- **Work item A**
Translate this sentence from the article on Florida's injury prevention ranking into Spanish: "Among people between the ages of one and forty-four years, injuries are the leading cause of death."
- **Work item B**
Extend the article on Florida's injury prevention ranking, picking up after its final sentence.

- **Selected excerpt**

........

Florida Receives Average Score in Advocacy Group's Injury Prevention Ranking
A national health care advocacy organization, the Trust for America’s Health (TFAH), recently released a report on injury-related deaths in all fifty states and the District of Columbia, entitled “The Facts Hurt: A State-By-State Injury Prevention Policy Report.” TFAH identified ten “key indicators” of injury prevention in state laws and regulations. The study ranked the states and D.C. based on the number of key indicators present, and it also ranked them based on the rate of deaths per 100,000 people. Florida ranked near the middle on both scales, with only six of the ten key indicators. The state’s annual rate of 66.8 injury-related deaths gives it the eighteenth-highest rate in the country.
Injuries account for over 180,000 deaths each year, according to the study. Among people between the ages of one and forty-four years, injuries are the leading cause of death. Injuries account for nearly 90,000 deaths in that age group, compared to 50,000 for non-communicable disease and less than 10,000 for communicable disease. The study divides injuries into categories, including falls, blunt force injuries, gunshot wounds, cuts or puncture wounds, burns, poisoning, vehicular injuries, and drowning or suffocation. In all, the lifetime costs of injuries, which includes not only immediately medical expenses but also the ongoing cost of care, lost income, and lost productivity, exceed $406 billion per year.

........

- **Material shown**
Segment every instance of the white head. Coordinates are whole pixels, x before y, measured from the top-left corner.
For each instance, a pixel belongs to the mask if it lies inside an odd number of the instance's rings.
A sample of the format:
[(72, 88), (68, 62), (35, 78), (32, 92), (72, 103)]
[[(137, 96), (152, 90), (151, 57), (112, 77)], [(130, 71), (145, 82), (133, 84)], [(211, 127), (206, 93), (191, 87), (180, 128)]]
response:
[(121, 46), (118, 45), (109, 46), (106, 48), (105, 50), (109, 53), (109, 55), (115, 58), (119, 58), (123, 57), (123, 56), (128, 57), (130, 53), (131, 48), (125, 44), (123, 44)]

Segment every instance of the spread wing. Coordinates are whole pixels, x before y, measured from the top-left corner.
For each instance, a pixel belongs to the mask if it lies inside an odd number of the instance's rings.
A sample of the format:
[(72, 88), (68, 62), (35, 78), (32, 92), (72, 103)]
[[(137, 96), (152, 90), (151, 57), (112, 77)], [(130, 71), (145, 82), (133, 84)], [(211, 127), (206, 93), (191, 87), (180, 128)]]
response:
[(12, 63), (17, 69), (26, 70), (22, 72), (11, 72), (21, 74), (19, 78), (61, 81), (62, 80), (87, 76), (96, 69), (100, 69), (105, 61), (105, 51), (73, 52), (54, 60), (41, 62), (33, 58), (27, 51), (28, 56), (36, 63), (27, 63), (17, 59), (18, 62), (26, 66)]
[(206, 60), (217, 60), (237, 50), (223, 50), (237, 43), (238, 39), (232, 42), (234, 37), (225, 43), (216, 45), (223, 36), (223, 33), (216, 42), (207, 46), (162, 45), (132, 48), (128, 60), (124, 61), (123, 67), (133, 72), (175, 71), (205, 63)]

........

- **Exercise result A**
Entre las personas de uno a cuarenta y cuatro años, las lesiones son la principal causa de muerte.

- **Exercise result B**
New Mexico has the highest overall injury-related death rate, according to TFAH, with 97.8 deaths per 100,000. New Jersey has the lowest rate at 36.1. Florida is just behind Colorado’s 67.8 and ahead of North Carolina’s 66. TFAH states in its report that it cannot say with certainty why one state has a lower or higher injury-related death rate than another state, but that its list of “key indicators” can offer states guidance on how to effectively prevent injuries.